__AIM OF THE TASK__:
Collect every line of the records below that contains the word "power".

__ENTRIES SUPPLIED__:

──────

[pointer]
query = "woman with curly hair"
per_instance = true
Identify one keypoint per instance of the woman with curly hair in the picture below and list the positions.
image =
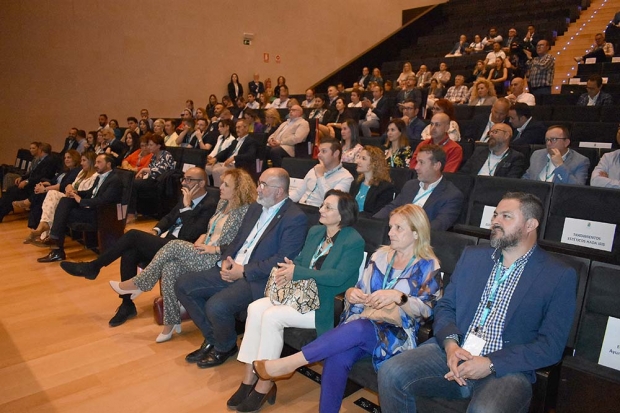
(373, 188)
(177, 257)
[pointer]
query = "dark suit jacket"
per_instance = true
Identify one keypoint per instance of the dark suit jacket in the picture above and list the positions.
(443, 206)
(245, 158)
(539, 316)
(110, 192)
(195, 221)
(533, 134)
(283, 237)
(377, 197)
(512, 166)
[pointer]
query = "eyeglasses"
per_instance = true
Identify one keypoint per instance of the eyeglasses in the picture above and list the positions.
(263, 185)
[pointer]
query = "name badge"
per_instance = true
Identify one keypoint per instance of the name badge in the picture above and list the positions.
(474, 344)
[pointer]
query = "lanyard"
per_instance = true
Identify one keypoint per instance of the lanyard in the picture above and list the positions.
(492, 170)
(500, 277)
(388, 286)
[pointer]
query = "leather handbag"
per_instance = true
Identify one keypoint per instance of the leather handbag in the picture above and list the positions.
(302, 295)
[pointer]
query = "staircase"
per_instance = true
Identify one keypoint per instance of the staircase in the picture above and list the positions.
(579, 37)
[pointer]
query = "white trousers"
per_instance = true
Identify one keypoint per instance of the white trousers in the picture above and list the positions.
(264, 329)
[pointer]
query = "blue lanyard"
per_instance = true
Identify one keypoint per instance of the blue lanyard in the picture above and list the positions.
(388, 286)
(500, 277)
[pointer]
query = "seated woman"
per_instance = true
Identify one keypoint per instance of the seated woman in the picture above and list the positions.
(397, 150)
(350, 133)
(322, 259)
(382, 312)
(78, 179)
(447, 107)
(373, 188)
(146, 178)
(498, 75)
(483, 93)
(140, 157)
(177, 257)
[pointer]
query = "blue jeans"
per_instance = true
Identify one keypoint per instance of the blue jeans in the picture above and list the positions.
(420, 372)
(212, 304)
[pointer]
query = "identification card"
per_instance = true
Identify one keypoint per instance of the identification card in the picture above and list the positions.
(474, 344)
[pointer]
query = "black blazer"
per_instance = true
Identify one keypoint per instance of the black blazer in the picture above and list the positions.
(534, 134)
(377, 197)
(512, 166)
(231, 91)
(195, 221)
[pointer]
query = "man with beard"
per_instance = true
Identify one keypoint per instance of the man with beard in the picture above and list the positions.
(273, 228)
(498, 159)
(487, 349)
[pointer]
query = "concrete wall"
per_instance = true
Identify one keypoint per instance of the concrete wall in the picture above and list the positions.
(66, 61)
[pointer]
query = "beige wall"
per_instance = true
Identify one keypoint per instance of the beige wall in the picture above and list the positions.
(66, 61)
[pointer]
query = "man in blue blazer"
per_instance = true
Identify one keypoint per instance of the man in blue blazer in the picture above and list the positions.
(558, 163)
(440, 199)
(272, 229)
(507, 311)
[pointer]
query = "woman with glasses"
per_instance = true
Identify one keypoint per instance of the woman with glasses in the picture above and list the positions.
(447, 107)
(332, 255)
(177, 257)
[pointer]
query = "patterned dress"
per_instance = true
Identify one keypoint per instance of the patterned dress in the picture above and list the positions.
(178, 257)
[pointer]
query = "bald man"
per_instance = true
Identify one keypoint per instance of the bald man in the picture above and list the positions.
(282, 143)
(497, 159)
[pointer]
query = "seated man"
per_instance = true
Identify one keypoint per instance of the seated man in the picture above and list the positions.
(459, 93)
(518, 94)
(281, 144)
(601, 50)
(594, 96)
(440, 124)
(558, 163)
(440, 199)
(607, 172)
(526, 129)
(43, 167)
(186, 221)
(506, 312)
(327, 174)
(81, 206)
(273, 228)
(240, 154)
(498, 159)
(481, 124)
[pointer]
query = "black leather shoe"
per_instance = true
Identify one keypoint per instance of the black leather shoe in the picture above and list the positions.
(215, 358)
(255, 401)
(124, 312)
(197, 355)
(53, 256)
(80, 269)
(240, 395)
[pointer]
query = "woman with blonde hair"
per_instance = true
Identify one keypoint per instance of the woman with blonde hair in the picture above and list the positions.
(382, 312)
(482, 93)
(177, 257)
(373, 188)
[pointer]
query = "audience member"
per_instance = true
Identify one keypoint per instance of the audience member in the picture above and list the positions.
(440, 125)
(558, 163)
(273, 228)
(327, 174)
(498, 159)
(526, 129)
(594, 96)
(498, 371)
(373, 188)
(441, 200)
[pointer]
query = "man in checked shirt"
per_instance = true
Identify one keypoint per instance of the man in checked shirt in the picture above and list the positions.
(507, 311)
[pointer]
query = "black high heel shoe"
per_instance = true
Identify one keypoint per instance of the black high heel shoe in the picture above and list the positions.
(255, 400)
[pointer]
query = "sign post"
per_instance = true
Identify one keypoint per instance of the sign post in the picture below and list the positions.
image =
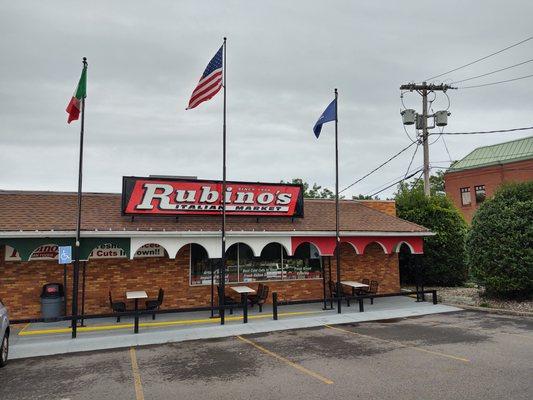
(65, 254)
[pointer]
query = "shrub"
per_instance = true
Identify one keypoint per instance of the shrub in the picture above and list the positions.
(499, 245)
(443, 262)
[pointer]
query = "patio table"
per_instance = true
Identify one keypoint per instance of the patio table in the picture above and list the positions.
(354, 285)
(136, 295)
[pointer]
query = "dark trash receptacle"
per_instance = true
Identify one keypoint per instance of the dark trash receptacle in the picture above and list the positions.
(52, 299)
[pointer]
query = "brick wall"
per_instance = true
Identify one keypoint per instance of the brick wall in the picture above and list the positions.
(492, 177)
(21, 282)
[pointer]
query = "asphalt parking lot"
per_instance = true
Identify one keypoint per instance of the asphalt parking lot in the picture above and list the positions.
(462, 355)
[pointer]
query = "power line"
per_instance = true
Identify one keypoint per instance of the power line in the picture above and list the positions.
(492, 72)
(496, 83)
(378, 167)
(480, 59)
(395, 183)
(402, 176)
(484, 132)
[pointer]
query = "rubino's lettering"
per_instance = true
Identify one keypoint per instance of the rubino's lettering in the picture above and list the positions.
(155, 196)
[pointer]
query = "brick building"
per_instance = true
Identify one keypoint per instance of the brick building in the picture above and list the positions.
(293, 256)
(469, 181)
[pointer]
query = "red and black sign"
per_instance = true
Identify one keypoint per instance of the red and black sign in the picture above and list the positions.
(165, 196)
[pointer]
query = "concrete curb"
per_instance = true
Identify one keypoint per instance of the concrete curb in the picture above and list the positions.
(500, 311)
(64, 344)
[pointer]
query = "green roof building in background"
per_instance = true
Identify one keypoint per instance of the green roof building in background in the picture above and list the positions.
(515, 150)
(468, 182)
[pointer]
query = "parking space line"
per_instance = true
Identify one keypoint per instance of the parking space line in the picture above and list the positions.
(139, 393)
(288, 362)
(485, 331)
(400, 344)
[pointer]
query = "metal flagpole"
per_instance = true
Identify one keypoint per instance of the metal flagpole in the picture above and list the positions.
(76, 272)
(222, 279)
(337, 236)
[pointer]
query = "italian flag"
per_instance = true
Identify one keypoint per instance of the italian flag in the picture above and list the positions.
(74, 107)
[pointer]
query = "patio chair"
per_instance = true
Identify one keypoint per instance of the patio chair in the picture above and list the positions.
(333, 292)
(253, 297)
(260, 298)
(117, 306)
(364, 290)
(229, 301)
(155, 304)
(373, 289)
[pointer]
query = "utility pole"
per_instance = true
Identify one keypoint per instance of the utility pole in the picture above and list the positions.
(425, 143)
(423, 89)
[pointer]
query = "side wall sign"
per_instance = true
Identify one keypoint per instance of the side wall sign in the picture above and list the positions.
(157, 196)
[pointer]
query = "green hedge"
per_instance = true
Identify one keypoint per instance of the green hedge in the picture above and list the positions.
(443, 262)
(499, 245)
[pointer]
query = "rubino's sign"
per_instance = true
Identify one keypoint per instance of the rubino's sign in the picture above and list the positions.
(157, 196)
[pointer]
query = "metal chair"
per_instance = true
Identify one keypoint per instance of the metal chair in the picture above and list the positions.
(333, 292)
(155, 304)
(253, 297)
(261, 297)
(361, 291)
(229, 301)
(373, 289)
(117, 306)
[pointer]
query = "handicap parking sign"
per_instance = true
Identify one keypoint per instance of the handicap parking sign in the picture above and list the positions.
(65, 254)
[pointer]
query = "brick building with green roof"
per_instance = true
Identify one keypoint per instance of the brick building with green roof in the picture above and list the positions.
(470, 180)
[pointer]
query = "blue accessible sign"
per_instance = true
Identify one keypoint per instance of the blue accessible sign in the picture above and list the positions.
(65, 254)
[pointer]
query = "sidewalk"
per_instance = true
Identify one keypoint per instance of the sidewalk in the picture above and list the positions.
(44, 339)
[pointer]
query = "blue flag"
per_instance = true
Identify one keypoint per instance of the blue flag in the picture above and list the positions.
(327, 116)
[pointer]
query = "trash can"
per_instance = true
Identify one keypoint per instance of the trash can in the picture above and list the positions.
(52, 299)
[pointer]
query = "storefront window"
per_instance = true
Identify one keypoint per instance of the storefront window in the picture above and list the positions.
(480, 193)
(272, 264)
(305, 264)
(465, 197)
(200, 266)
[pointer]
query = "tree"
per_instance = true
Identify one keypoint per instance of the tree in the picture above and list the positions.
(500, 243)
(315, 192)
(443, 261)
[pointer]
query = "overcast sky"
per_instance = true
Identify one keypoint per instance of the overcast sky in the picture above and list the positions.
(283, 58)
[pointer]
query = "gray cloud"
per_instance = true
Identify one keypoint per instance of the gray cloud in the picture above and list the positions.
(284, 59)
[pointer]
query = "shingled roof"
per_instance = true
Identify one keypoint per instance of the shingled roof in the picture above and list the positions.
(46, 211)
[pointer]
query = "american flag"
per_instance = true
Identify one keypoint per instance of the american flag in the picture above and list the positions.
(210, 82)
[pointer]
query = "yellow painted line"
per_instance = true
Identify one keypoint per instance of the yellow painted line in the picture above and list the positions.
(96, 328)
(400, 344)
(139, 393)
(288, 362)
(24, 328)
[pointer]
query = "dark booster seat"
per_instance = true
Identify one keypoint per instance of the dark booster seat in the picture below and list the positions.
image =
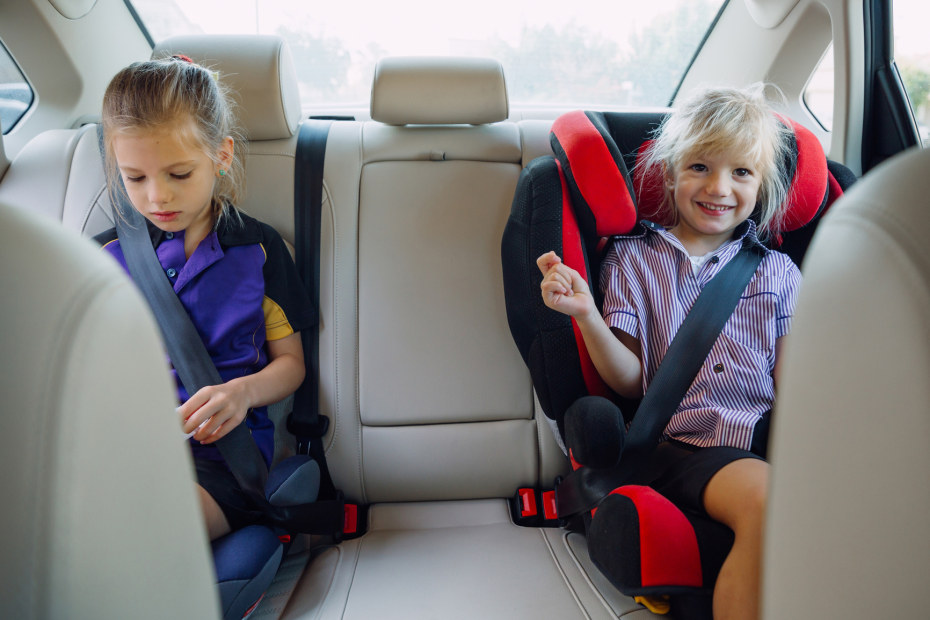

──────

__ANSWER TO THIS TASK__:
query = "power line"
Identify one keypoint per instance of the power line in the picture above and list the positions.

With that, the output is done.